Exercise requirements
Everything from the line holding "locate spectator -- one point per instance" to the end of the listing below should be copied exactly, line for line, minus the pictures.

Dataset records
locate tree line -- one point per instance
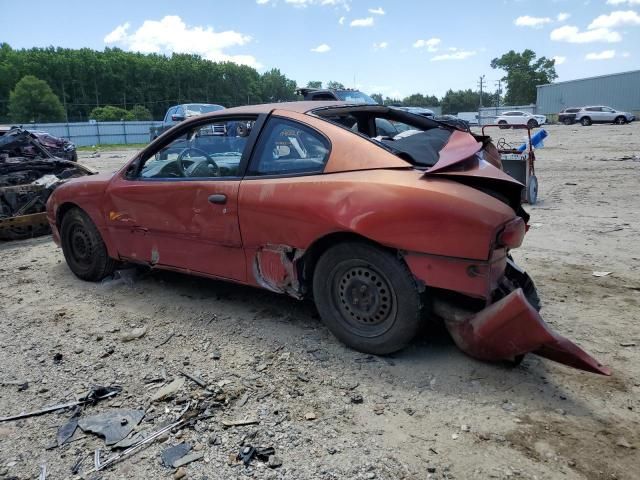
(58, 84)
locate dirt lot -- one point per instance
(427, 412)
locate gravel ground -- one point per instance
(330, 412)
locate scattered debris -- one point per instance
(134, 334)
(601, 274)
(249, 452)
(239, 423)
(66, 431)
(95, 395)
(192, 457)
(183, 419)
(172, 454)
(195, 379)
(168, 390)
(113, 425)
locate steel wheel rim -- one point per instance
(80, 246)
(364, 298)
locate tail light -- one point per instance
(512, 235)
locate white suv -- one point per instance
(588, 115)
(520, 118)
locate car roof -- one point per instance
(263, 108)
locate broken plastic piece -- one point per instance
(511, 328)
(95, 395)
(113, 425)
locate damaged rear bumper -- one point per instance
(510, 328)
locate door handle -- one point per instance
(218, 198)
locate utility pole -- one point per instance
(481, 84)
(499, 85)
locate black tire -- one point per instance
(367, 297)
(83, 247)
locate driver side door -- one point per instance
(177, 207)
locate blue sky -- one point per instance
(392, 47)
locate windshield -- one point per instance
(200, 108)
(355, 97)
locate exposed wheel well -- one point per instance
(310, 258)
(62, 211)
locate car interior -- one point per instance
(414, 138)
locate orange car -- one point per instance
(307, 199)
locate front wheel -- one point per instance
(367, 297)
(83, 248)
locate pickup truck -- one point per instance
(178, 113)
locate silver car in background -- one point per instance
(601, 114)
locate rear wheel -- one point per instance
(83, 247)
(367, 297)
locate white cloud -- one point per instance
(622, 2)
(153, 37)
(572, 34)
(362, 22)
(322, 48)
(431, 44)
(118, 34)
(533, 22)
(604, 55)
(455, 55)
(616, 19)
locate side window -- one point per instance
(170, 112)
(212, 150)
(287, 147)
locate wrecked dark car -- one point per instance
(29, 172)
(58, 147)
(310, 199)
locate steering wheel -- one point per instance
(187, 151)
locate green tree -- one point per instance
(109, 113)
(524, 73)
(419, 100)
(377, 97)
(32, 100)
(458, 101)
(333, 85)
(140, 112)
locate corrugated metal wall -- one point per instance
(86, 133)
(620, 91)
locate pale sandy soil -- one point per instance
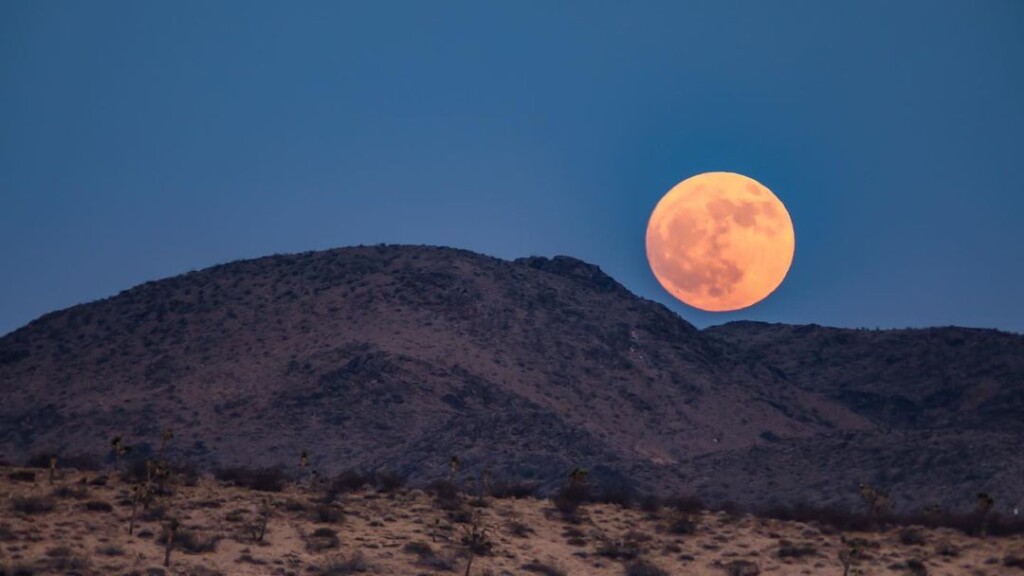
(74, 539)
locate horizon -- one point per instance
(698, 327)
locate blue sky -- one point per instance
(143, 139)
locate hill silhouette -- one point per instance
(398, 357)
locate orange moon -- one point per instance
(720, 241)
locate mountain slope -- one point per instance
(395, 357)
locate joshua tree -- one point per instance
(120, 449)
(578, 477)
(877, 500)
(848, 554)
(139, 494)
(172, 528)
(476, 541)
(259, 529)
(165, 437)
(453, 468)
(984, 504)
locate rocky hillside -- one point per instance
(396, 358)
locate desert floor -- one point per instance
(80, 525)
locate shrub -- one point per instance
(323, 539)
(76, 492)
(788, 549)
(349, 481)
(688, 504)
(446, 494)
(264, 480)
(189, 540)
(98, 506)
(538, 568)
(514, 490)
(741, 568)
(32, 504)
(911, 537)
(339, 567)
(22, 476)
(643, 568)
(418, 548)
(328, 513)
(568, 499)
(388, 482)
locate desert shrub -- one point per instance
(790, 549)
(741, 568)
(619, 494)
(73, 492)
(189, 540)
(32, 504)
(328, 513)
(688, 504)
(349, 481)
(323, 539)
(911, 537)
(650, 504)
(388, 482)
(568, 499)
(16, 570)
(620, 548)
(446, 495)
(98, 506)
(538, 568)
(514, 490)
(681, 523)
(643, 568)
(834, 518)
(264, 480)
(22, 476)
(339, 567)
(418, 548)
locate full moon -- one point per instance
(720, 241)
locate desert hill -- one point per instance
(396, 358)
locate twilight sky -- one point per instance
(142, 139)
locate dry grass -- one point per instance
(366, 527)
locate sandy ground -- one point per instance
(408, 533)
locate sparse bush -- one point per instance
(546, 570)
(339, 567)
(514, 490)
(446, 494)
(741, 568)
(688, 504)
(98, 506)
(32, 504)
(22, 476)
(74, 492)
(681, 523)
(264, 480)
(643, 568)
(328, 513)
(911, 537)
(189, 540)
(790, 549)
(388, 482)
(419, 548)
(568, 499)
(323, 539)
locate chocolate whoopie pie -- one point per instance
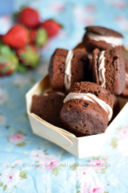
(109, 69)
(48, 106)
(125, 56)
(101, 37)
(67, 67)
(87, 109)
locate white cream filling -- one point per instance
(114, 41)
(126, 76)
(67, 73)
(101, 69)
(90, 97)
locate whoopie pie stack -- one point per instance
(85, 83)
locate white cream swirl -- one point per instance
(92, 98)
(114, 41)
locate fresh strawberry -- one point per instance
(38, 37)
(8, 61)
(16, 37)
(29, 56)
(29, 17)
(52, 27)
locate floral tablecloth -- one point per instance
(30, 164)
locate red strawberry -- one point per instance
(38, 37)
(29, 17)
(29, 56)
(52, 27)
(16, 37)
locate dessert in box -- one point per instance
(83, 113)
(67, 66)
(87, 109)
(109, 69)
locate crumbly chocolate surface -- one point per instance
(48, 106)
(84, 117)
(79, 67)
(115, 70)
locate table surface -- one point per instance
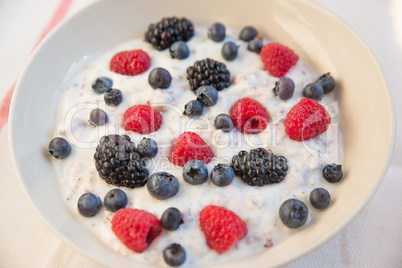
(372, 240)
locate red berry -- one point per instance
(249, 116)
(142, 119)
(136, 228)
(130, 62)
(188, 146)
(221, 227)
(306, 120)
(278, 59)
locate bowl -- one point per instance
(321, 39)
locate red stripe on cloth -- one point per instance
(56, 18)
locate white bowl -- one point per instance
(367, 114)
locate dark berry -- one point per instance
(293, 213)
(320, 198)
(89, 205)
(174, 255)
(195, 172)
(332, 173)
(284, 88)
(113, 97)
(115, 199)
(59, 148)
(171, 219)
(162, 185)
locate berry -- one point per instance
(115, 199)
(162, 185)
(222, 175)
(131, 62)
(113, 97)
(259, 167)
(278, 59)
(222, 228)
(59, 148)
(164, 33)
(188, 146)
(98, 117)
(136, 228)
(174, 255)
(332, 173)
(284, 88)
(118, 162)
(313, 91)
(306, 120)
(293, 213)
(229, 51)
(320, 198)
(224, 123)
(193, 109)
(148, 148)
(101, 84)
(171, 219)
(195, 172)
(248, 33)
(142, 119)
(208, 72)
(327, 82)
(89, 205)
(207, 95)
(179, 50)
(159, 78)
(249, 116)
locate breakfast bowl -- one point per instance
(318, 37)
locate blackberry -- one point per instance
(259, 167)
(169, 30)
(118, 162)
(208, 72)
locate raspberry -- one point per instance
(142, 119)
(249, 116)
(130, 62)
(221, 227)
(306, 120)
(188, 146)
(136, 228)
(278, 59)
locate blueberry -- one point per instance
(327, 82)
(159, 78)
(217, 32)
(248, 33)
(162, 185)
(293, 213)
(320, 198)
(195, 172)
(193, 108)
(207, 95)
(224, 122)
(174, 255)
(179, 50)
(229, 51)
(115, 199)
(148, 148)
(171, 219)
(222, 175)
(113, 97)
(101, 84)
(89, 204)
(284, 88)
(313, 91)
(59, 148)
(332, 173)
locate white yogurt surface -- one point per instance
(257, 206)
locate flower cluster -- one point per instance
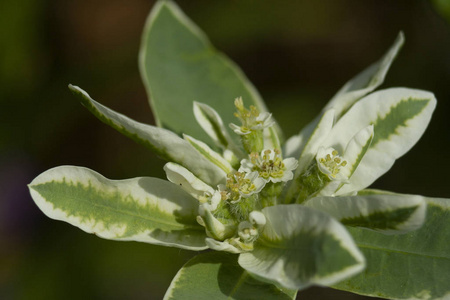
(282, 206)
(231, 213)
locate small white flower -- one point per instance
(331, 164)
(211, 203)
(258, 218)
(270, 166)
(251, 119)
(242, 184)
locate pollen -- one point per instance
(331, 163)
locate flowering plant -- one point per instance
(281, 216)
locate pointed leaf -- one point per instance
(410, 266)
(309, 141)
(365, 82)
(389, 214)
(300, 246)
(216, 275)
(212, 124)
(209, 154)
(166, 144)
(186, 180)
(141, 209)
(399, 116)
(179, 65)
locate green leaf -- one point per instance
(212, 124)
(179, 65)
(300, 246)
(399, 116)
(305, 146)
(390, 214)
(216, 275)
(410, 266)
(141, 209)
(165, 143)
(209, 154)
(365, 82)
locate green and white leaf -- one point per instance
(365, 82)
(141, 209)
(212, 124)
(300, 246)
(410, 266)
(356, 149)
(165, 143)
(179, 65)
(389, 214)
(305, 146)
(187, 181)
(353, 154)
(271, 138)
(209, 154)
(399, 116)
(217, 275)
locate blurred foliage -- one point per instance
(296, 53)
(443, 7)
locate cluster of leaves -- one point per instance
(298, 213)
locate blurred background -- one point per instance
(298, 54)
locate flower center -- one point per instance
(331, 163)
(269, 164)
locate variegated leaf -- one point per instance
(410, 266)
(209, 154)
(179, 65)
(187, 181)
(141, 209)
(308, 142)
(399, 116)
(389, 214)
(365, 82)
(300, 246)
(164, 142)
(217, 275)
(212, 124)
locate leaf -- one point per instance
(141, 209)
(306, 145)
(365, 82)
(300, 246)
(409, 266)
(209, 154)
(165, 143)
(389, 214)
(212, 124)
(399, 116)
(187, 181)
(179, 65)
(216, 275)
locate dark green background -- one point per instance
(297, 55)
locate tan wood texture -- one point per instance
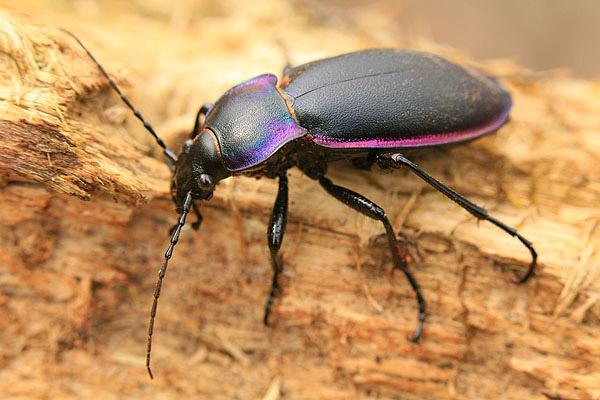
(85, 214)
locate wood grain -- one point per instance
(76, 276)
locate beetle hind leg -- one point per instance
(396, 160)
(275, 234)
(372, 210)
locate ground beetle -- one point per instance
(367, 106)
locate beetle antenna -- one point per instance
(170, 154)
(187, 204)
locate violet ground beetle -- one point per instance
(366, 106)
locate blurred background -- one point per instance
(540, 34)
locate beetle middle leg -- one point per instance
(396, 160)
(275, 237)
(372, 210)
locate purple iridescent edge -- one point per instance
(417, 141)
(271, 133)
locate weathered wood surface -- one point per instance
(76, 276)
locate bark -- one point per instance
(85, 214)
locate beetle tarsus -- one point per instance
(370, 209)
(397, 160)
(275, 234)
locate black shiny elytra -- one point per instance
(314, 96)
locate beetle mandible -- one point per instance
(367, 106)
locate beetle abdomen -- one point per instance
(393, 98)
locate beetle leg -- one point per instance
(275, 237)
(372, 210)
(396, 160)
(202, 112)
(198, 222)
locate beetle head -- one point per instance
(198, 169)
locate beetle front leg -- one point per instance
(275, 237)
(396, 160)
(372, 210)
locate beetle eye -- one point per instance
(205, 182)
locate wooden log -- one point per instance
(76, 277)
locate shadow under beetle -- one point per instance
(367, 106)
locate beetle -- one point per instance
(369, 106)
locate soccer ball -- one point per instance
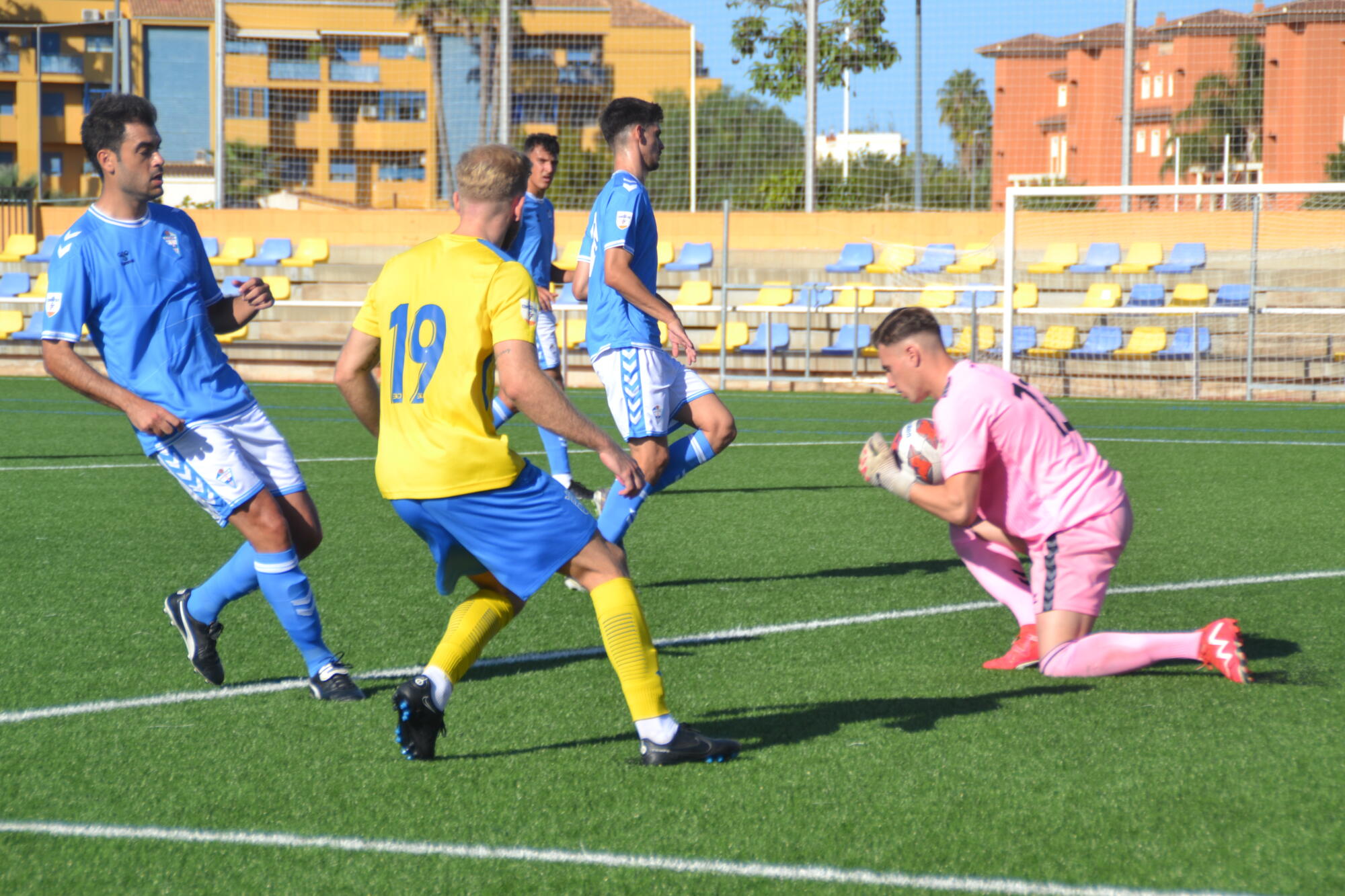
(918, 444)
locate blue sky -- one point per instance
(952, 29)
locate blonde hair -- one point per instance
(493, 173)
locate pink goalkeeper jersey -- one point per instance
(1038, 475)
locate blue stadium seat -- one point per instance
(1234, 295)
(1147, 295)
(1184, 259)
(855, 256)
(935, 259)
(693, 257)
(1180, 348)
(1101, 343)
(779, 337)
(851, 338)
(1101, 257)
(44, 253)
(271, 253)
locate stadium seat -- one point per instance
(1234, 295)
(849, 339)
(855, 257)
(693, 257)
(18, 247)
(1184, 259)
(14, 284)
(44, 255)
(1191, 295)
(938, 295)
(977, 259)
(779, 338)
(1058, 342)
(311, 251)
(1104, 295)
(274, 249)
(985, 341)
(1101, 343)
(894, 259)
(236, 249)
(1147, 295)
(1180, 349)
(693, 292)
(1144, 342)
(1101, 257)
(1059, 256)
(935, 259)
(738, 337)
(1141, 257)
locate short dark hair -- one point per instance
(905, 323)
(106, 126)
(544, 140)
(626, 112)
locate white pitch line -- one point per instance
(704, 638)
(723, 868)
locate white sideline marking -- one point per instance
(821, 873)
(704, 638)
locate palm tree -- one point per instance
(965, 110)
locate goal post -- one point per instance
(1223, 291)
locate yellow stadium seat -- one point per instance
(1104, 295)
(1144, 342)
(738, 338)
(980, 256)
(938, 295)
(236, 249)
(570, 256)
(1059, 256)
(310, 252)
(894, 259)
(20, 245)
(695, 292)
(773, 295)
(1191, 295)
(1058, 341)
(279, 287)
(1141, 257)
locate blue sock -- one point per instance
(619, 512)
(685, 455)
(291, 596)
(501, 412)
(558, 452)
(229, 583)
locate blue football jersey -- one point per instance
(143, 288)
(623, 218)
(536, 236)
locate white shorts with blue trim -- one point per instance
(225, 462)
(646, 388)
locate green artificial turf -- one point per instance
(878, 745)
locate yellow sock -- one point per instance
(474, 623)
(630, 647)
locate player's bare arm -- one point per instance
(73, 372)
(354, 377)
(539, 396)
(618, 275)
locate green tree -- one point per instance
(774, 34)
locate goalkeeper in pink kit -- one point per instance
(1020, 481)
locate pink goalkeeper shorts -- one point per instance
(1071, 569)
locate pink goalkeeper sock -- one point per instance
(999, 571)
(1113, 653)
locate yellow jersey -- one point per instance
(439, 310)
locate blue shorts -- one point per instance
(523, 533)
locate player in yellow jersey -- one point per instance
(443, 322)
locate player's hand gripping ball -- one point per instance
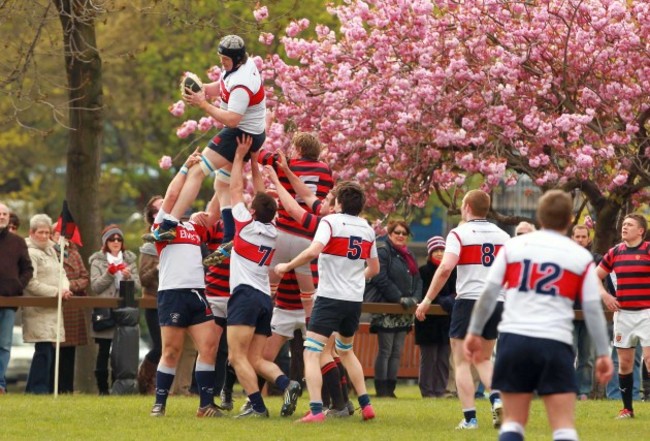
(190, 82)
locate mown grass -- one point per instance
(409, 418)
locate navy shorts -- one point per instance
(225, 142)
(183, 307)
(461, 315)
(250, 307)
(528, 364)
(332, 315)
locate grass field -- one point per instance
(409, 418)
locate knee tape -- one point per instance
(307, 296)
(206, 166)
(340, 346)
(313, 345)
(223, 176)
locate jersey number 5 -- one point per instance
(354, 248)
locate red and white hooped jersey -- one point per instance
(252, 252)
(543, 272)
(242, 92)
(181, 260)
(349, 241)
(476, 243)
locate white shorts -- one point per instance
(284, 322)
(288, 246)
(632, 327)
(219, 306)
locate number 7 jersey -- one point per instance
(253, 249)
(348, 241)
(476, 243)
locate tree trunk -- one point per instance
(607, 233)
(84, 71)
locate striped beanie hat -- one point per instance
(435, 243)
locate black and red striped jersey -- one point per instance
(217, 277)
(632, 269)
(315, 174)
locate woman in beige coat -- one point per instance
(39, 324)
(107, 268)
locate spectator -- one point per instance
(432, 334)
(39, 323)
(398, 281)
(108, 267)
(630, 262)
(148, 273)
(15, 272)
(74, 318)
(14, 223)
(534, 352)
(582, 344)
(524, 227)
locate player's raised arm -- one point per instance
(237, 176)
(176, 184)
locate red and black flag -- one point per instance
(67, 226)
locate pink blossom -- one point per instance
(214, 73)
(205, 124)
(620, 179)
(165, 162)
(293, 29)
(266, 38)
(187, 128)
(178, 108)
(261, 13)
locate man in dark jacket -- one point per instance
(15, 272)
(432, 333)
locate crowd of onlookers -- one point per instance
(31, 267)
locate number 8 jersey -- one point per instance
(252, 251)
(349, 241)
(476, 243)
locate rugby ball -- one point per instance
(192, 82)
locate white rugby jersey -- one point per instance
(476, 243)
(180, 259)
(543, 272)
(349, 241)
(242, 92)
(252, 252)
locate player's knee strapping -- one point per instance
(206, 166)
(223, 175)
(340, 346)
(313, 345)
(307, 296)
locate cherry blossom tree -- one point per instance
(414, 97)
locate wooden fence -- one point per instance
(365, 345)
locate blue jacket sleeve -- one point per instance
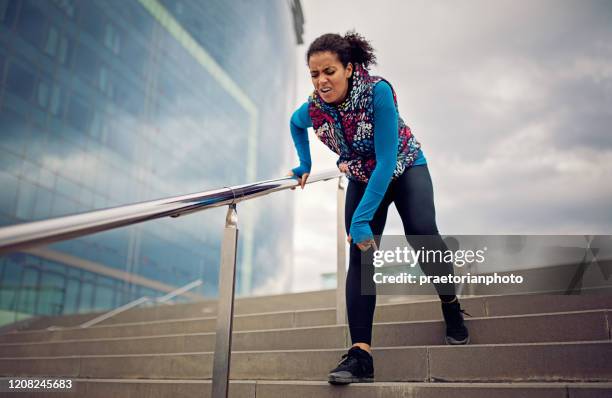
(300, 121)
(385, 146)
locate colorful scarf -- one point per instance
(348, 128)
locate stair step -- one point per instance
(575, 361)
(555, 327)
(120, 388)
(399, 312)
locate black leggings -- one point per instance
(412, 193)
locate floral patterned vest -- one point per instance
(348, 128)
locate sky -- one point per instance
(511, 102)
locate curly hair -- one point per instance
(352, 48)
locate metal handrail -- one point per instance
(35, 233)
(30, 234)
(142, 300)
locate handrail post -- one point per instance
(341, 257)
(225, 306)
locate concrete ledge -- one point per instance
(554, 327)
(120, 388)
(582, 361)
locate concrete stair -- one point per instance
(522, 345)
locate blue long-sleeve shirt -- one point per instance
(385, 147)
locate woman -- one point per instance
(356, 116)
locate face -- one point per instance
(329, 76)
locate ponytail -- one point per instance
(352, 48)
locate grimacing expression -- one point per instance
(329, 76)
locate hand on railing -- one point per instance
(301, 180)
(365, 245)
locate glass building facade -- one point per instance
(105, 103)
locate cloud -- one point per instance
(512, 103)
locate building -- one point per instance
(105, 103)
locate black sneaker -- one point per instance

Final result
locate spectator -- one point per instance
(432, 334)
(39, 323)
(398, 281)
(108, 267)
(630, 262)
(148, 273)
(15, 272)
(74, 318)
(14, 223)
(534, 352)
(582, 344)
(524, 227)
locate player's raised arm -- one point per instance
(237, 176)
(176, 184)
locate red and black flag -- one point per instance
(67, 226)
locate pink blossom -- one point per instance
(214, 73)
(205, 124)
(620, 179)
(165, 162)
(293, 29)
(266, 38)
(187, 128)
(178, 108)
(261, 13)
locate man in dark jacket -- one point per instance
(15, 272)
(432, 333)
locate crowd of onlookers -- one point per instance
(31, 267)
locate number 8 jersey -- one point per instance
(252, 251)
(349, 241)
(476, 243)
locate rugby ball -- one point per instance
(192, 82)
locate white rugby jersey -- one point per instance
(476, 243)
(180, 259)
(543, 272)
(349, 241)
(242, 92)
(252, 252)
locate player's knee strapping -- one point per instance
(206, 166)
(223, 175)
(340, 346)
(313, 345)
(307, 296)
locate cherry blossom tree -- one point per instance
(414, 97)
locate wooden fence -- one point per instance
(365, 345)
locate blue jacket sleeve -- one point per instance
(300, 121)
(385, 146)
locate colorful scarf -- one point per instance
(348, 128)
locate stair step -- one point per instance
(575, 361)
(555, 327)
(120, 388)
(399, 312)
locate black leggings -- one point per instance
(412, 193)
locate floral patterned vest -- one point per instance
(348, 128)
locate sky -- one point per instance
(511, 102)
locate curly hair -- one point per instance
(352, 48)
locate metal handrail -- one point per instance
(35, 233)
(30, 234)
(142, 300)
locate handrail post -- one point per instance
(341, 257)
(225, 306)
locate concrete ledge -- one point per instance
(554, 327)
(120, 388)
(582, 361)
locate concrete stair -- one point per instance
(522, 345)
locate blue long-sleeve shirt -- one point per instance
(385, 147)
locate woman -- one point per instance
(356, 116)
locate face -- one point per instance
(329, 76)
locate ponytail -- one point per instance
(352, 48)
locate grimacing expression -- one point per instance
(329, 76)
locate hand on railing -- one point per instance
(301, 180)
(365, 245)
locate glass building facade -- one point per instance
(105, 103)
locate cloud -- one point per instance
(512, 103)
locate building -- one point per instance
(105, 103)
locate black sneaker -- one point per instance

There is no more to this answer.